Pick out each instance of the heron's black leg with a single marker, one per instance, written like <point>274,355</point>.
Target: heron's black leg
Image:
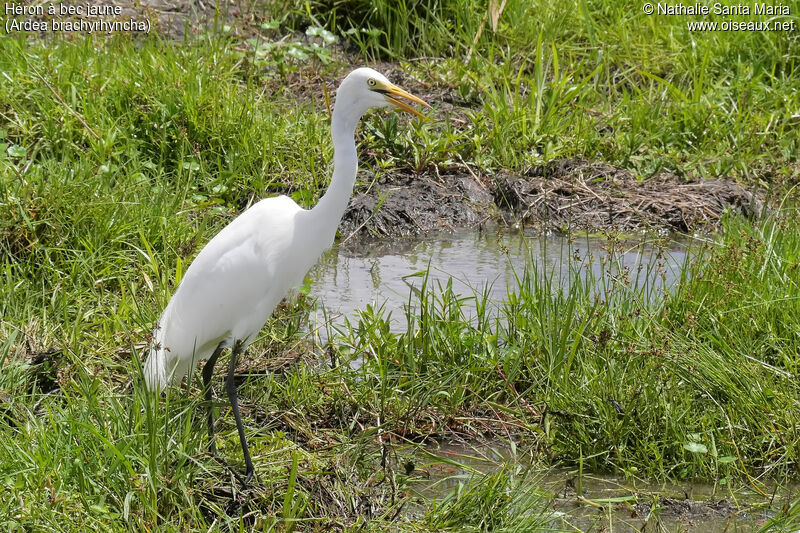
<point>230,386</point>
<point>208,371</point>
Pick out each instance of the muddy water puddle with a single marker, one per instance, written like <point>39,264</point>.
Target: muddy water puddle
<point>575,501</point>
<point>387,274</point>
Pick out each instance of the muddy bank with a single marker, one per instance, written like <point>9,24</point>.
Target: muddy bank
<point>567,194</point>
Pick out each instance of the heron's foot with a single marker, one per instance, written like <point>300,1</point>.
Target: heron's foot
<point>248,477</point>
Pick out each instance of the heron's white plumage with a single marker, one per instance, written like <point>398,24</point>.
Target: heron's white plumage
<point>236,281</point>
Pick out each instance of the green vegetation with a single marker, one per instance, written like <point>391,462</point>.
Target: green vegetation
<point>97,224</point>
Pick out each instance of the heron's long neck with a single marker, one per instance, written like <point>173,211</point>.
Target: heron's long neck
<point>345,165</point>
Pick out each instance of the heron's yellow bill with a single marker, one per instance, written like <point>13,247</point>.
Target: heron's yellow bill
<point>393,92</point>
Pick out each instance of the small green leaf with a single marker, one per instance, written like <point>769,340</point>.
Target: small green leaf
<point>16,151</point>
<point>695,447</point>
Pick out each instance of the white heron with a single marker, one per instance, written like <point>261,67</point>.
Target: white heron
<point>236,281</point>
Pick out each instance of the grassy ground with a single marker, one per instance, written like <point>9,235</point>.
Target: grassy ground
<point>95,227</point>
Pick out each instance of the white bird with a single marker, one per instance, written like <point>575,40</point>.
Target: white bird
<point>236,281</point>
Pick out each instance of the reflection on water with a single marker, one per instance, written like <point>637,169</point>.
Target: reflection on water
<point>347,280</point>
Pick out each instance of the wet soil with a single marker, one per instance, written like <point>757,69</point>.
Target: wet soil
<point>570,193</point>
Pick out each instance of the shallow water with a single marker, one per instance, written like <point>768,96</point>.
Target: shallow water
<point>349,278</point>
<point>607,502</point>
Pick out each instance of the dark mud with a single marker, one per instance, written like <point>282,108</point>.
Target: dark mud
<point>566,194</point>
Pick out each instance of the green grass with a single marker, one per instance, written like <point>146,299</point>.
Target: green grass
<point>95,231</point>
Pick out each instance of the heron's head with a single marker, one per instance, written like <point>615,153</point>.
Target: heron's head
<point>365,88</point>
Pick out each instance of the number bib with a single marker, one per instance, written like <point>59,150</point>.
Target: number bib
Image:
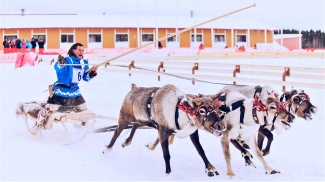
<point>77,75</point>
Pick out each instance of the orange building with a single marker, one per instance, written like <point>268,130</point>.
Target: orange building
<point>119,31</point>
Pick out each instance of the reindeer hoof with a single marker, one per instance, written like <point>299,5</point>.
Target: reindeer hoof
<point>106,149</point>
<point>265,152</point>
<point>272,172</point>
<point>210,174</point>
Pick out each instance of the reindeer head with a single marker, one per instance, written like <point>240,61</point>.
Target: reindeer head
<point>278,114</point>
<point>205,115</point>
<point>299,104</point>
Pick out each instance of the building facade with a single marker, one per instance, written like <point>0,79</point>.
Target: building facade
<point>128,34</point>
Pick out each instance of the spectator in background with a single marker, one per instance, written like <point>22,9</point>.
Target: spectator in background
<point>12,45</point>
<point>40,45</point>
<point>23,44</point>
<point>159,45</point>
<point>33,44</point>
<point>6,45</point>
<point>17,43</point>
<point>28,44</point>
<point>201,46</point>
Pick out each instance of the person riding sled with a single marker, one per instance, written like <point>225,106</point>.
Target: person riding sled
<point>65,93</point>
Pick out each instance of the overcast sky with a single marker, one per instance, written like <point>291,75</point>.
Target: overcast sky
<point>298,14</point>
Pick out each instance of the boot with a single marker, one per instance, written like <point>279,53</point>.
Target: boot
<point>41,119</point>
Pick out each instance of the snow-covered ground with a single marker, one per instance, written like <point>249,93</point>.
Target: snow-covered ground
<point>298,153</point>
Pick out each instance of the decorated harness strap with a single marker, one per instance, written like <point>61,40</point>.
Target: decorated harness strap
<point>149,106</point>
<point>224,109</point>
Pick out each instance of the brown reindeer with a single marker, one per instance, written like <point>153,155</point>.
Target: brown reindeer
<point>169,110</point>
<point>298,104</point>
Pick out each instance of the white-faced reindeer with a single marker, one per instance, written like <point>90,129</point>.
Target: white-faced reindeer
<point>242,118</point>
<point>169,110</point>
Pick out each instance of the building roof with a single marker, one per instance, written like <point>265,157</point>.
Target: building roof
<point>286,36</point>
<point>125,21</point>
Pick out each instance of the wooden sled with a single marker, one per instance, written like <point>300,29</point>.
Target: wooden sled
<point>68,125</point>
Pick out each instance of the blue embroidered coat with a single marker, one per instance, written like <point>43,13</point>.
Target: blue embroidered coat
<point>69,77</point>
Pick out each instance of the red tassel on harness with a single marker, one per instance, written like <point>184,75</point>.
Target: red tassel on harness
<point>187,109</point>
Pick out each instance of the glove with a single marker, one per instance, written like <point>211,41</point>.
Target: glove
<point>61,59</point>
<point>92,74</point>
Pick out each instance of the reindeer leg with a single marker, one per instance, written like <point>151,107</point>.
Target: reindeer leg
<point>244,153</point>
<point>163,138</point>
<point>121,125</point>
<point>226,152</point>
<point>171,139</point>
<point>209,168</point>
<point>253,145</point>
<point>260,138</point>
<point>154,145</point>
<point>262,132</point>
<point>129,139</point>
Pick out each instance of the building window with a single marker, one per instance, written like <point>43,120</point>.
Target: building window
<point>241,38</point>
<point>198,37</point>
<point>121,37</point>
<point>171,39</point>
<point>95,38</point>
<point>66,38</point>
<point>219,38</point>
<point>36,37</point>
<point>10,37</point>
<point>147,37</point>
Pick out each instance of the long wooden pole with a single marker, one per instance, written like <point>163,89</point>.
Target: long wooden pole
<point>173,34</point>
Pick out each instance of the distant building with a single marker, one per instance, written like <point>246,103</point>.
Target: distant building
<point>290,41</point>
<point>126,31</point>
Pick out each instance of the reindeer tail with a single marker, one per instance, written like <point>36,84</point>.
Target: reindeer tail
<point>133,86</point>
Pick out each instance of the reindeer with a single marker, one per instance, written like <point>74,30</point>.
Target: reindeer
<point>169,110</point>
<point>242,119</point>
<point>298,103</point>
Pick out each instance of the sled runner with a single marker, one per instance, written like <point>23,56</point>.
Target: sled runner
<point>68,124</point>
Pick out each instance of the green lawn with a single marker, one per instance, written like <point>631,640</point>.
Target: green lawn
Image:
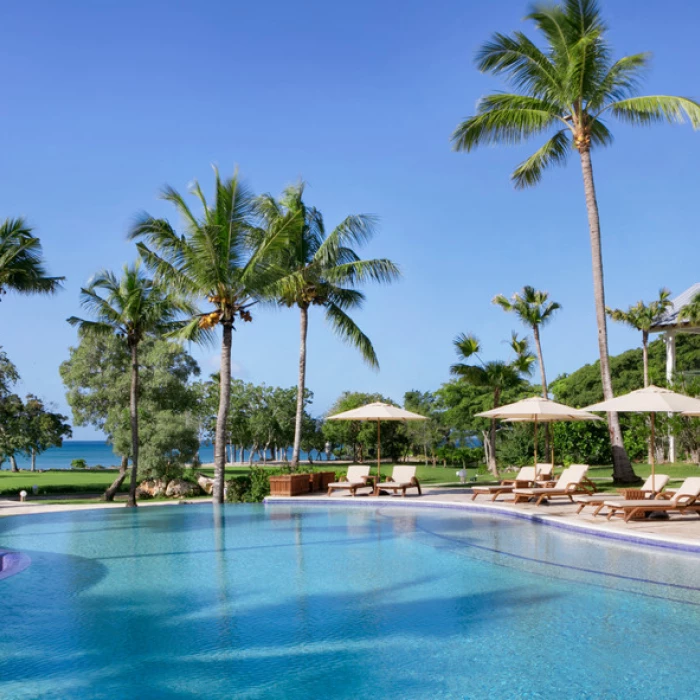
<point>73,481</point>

==================================================

### Exercise goal
Please rewrite all the records above with "single marker" replaced by "single dot" and everything else kept the same. Leave the pictures out.

### Output
Pick out each instance of the heron's black leg with a single dot, one per instance, written like <point>274,355</point>.
Target: heron's black leg
Image:
<point>230,386</point>
<point>208,371</point>
Pick out each instance of the muddy water puddle with a single dot, one per instance, written like <point>39,264</point>.
Target: muddy water puddle
<point>575,501</point>
<point>387,274</point>
Pick out each instance of the muddy bank with a single dot, one per instance, written like <point>9,24</point>.
Target: muddy bank
<point>567,194</point>
Pick out each instance of the heron's foot with a single dot, one per instance, written like <point>300,1</point>.
Target: heron's foot
<point>248,477</point>
Pick out each instance of the heron's white plumage with a single dot, one per instance, written like <point>398,24</point>.
Target: heron's white plumage
<point>236,281</point>
Pick out each instance of the green vegetation with a single dot, one per instance, written like <point>391,462</point>.
Target: green vegetation
<point>97,224</point>
Pick out each instance of the heron's long neck with a single dot, one per instance, written like <point>173,211</point>.
Target: heron's long neck
<point>345,165</point>
Pick out each instance of the heron's yellow bill with a single dot, one per instance, written like <point>13,247</point>.
Target: heron's yellow bill
<point>393,92</point>
Pick out each instance of the small green leaf with a single dot, one per instance, written like <point>769,340</point>.
Target: small green leaf
<point>16,151</point>
<point>695,447</point>
Pick out each instance of the white heron with a single dot, one per instance, written like <point>261,67</point>.
Target: white heron
<point>236,281</point>
Pick out each instance of the grassy ground with a single dot, one per instance, written like <point>9,235</point>.
Target: grassy ground
<point>95,227</point>
Pick out each instance of the white bird with a single dot, one per instance, written like <point>575,40</point>.
Target: white bird
<point>236,281</point>
Pick out each instance of the reflection on water with a single dot, one per instance, written like <point>637,169</point>.
Target: reflection on water
<point>347,280</point>
Pick out each instance of the wet soil with a single dot, one per instance, written like <point>757,69</point>.
Target: wet soil
<point>570,193</point>
Pick out each instance of the shallow water with a single dot, one per instance, written like <point>768,96</point>.
Target: shallow water
<point>349,278</point>
<point>607,502</point>
Pick out each instance of the dark mud with a single dot, one per instance, written like <point>282,108</point>.
Target: dark mud
<point>566,194</point>
Pick out each instance of the green grass with a single dot, one per instance, written like <point>146,299</point>.
Target: green grass
<point>95,231</point>
Pick out each instance of the heron's head with a single dot, one per instance, written like <point>615,153</point>.
Target: heron's head
<point>365,88</point>
Pick out each instance of the number bib with a single dot, one per instance, written like <point>59,150</point>.
Target: number bib
Image:
<point>77,75</point>
Pick out each instance of the orange building with a single dot, one per instance, written like <point>268,130</point>.
Target: orange building
<point>119,31</point>
Pick out each instance of the reindeer hoof with a single dot, one per instance, written like <point>299,5</point>.
Target: reindeer hoof
<point>106,149</point>
<point>265,152</point>
<point>272,172</point>
<point>210,174</point>
Pick out each instance of the reindeer head with a single dot, one per instance, written like <point>240,61</point>.
Target: reindeer head
<point>278,114</point>
<point>205,115</point>
<point>299,104</point>
Pick out each instance of the building facade with a single dot, one per instance, written like <point>0,79</point>.
Target: building facade
<point>128,34</point>
Pick out each instance of the spectator in background with a single dot, one per instance, written like <point>22,9</point>.
Target: spectator in background
<point>12,45</point>
<point>40,45</point>
<point>23,44</point>
<point>159,45</point>
<point>33,44</point>
<point>6,45</point>
<point>17,43</point>
<point>28,44</point>
<point>201,46</point>
Pick out each instance of the person riding sled with a single dot, one per instance, written like <point>225,106</point>.
Target: person riding sled
<point>65,93</point>
Pick out each instance of the overcast sky with a single dot, one per instance, written like <point>291,75</point>.
Target: overcast sky
<point>298,14</point>
Pick out each instance of the boot with a single dot, one per instance, written like <point>279,53</point>.
Target: boot
<point>41,119</point>
Pick out each instance of the snow-covered ground with a single dot, one per instance, written like <point>249,93</point>.
Target: snow-covered ground
<point>298,153</point>
Pick out each instance of the decorated harness strap with a single dot, one per instance, written like <point>61,40</point>.
Target: decorated harness strap
<point>149,106</point>
<point>224,109</point>
Pick out each instance of the brown reindeer with a single dot, one per instance, written like <point>153,155</point>.
Target: brown reindeer
<point>169,110</point>
<point>298,104</point>
Pick out each instance of the white-faced reindeer with a single dot, one per instance, written like <point>90,129</point>.
Target: white-faced reindeer
<point>242,118</point>
<point>169,110</point>
Pick out each instance of the building roof with a single dot, one per instance, written like <point>265,157</point>.
Target: building roof
<point>286,36</point>
<point>125,21</point>
Pick out each instance of the wooden sled with a single dot, one per instance, written like <point>300,29</point>.
Target: wooden sled
<point>68,125</point>
Pick out each instance of the blue embroidered coat with a single dot, one per instance, written like <point>43,13</point>.
Target: blue embroidered coat
<point>69,77</point>
Pick out each instance of the red tassel on harness with a single dot, one per instance, written like <point>184,75</point>.
Target: red tassel on harness
<point>187,109</point>
Pick out each instance of the glove with a single dot, one per instance, written like <point>211,41</point>.
Target: glove
<point>61,59</point>
<point>92,74</point>
Pick out each instance of the reindeer leg with a single dot, one per instance, written like <point>151,107</point>.
Target: reindeer leg
<point>244,153</point>
<point>163,138</point>
<point>121,125</point>
<point>226,152</point>
<point>171,139</point>
<point>209,168</point>
<point>253,145</point>
<point>260,138</point>
<point>154,145</point>
<point>262,132</point>
<point>129,139</point>
Pick out each instance of the building window with a single dot, one per instance, written like <point>43,120</point>.
Target: building window
<point>241,38</point>
<point>198,37</point>
<point>121,37</point>
<point>171,39</point>
<point>95,38</point>
<point>66,38</point>
<point>219,38</point>
<point>36,37</point>
<point>10,37</point>
<point>147,37</point>
Pick out each instance of the long wooden pole with a single dot, one per instance, written like <point>163,89</point>.
Target: long wooden pole
<point>173,34</point>
Pick out each instance of the distant building with a single dot, one per instance, written like <point>246,103</point>.
Target: distant building
<point>290,41</point>
<point>126,31</point>
Pick out each instance of the reindeer tail with a single dot, one per instance, written like <point>36,84</point>.
Target: reindeer tail
<point>133,86</point>
Pick out each instance of the reindeer with a single dot, one per instance, written like <point>74,30</point>.
Target: reindeer
<point>169,110</point>
<point>242,119</point>
<point>298,103</point>
Pick out each instance of the sled runner with a single dot, one per instance, written like <point>23,56</point>.
Target: sled runner
<point>68,124</point>
Pick out each instance of the green lawn with a single dot, one per instance, written like <point>631,640</point>.
Target: green lawn
Image:
<point>73,481</point>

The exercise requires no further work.